• Texto de leitura:
**********

"Under a Water Sky" é o segundo álbum do compositor, pianista e musicólogo Hélder Bruno. A música de "Under a Water Sky" expõe-se, de forma discreta e sem imposições, de modo arrojado e sofisticado, sem perder no entanto complexidade, densidade, força e identidade. As influências percebem-se claramente, numa simbiose que vai do barroco ao jazz e do pop-rock à world music, incluindo diversos elementos eletrónicos. "Under a Water Sky (Sob um céu de água)" é a ilusão que consiste em percecionar o céu como a continuação da própria água; o fenómeno no qual entre a superfície de água e o céu não se distinguem diferenças. É sob este céu de água que vive a narrativa que Hélder Bruno pretendeu criar neste novo trabalho. Hélder Bruno, é hoje meu convidado em "Discurso Direto.
Portugal Rebelde - Que viagem é esta, que podemos “embarcar” no álbum “Under a Water
Sky”?
Hélder Bruno - “Under a Water Sky” é uma narrativa em música… Um conto em vários capítulos,
em que cada faixa é um capítulo, contudo, um capítulo com uma história em si
mesmo. Os títulos – o do álbum e o de cada faixa – são uma espécie de programação
para a sintonia com o imaginário que cada ouvinte criará ao escutar.
De forma mais objetiva, é esta a história:
Under a Water Sky (Sob um céu de água)
Porta 17. Chama-se Dinis.
Morava onde o rio encontra o mar. E do rio, do mar e da terra vivia todos os dias
com aquilo que corpo e alma necessitavam. Amor, sacrifício, alegria. Vida vivida.
Verdadeira. Feliz.
Foi marinheiro que uma sereia quis levar para o mar profundo (The Sailor, the
Mermaid and the Sea)… não fosse a Bruxa Branca e ter-se-ia naufragado (The
White Witch of the Seas). Sim. Naufragou… mas em noite de tempestade (Holy
Storm) enquanto as mulheres rezavam na praia (Ave Maria).
As noites e os dias esperaram no mar até que lhe chegou uma ilha (The Island).
Fonte de esperança. No morro um roseiral, do qual protegeu uma rosa como sua
(Rosa).
As noites e os dias esperaram até que o fogo chegou e com a chuva se esfumou.
Tudo floresceu e ele, contudo, sempre com tudo (Blossoming).
E náufragos de todos os lados de todo o mundo chegaram. Nova terra, vermelha e
quente (Land, red and Warm), sob um céu de água.

**********

• Dados extraídos:
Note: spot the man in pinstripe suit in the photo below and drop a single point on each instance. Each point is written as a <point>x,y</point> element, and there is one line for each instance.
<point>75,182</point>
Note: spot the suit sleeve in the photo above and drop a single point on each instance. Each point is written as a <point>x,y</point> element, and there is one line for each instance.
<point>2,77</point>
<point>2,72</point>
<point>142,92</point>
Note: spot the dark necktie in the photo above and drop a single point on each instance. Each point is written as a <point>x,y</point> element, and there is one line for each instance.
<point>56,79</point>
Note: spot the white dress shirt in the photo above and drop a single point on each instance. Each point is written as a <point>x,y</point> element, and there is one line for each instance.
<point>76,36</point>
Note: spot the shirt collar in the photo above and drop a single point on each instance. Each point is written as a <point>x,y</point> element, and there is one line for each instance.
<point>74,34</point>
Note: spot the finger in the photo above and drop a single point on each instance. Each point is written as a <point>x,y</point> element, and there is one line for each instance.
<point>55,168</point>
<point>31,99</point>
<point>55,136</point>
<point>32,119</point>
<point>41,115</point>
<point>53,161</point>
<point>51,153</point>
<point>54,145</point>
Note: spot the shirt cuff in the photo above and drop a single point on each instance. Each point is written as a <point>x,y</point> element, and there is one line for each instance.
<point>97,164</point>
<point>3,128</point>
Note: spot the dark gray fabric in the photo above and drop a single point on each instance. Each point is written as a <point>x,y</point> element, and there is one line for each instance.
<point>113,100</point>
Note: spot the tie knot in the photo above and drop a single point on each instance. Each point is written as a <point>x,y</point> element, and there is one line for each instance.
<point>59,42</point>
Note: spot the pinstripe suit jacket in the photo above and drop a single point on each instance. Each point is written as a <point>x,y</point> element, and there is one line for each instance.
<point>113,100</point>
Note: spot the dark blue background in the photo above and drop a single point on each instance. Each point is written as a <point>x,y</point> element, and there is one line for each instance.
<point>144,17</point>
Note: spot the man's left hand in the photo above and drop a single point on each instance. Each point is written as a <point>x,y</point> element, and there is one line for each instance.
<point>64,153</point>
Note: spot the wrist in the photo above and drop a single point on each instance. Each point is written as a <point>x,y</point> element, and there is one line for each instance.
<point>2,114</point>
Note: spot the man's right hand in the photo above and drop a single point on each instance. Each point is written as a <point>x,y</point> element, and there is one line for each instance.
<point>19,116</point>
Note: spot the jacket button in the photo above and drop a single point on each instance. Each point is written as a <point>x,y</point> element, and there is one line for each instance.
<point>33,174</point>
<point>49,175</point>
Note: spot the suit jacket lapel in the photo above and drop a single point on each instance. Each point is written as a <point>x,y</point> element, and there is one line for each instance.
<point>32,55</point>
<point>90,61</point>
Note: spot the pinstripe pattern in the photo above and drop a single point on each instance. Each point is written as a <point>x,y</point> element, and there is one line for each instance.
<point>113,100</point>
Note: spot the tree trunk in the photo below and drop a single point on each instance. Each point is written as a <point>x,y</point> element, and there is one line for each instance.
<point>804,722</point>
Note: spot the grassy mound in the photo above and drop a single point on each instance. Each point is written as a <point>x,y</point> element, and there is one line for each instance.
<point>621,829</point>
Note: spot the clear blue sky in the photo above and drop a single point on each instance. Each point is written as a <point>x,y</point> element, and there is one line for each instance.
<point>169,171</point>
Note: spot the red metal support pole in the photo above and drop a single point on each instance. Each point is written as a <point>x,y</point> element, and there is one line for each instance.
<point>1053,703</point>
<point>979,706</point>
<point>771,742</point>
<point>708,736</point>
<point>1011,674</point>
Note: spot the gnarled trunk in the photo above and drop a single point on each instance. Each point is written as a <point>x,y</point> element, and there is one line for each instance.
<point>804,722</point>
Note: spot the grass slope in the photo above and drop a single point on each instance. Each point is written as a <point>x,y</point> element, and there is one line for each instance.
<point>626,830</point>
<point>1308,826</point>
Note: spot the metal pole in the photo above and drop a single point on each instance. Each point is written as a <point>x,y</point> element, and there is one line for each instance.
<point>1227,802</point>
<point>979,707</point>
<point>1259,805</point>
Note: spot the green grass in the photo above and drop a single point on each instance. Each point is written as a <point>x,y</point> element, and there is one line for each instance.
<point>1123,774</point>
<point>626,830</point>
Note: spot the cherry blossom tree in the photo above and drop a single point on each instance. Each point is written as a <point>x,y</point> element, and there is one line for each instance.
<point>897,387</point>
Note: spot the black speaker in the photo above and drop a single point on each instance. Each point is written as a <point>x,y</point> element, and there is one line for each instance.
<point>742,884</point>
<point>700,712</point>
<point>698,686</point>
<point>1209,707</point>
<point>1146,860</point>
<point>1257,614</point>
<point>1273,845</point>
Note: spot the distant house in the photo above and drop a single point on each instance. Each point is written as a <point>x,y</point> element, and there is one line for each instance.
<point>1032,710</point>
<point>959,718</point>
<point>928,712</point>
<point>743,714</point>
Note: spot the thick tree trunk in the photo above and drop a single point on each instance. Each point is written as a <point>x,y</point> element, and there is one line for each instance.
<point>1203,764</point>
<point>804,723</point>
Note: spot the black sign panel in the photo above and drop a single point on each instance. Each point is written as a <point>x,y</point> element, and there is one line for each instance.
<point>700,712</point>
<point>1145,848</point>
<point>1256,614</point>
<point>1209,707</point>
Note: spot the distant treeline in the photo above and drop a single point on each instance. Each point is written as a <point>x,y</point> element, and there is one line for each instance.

**********

• Faça isto: Retome o texto sobre o álbum "Under a Water Sky" e prossiga-o a partir do ponto em que termina. Os itens provêm de uma fonte diferente.

• Resposta esperada:
Digamos que este será o primeiro plano de compreensão/interpretação, o primeiro
estádio de interpretação. Cada ouvinte interpretará, imaginará ou criará o universo
que quiser ou conseguir. Daí dizermos que a viagem do pensamento, do sonho, da
imaginação é a viagem mais verdadeira… A viagem dos impossíveis. Porque tudo é
possível.
PR - Este disco conta as participações da cantora Maria João, Sérgio
Carolino, Marito Marques, O Gajo, Vasco Casais (Omiri, Seiva) e Carlos
Martins. Quer falar-nos um pouco do contributo destes músicos neste disco ?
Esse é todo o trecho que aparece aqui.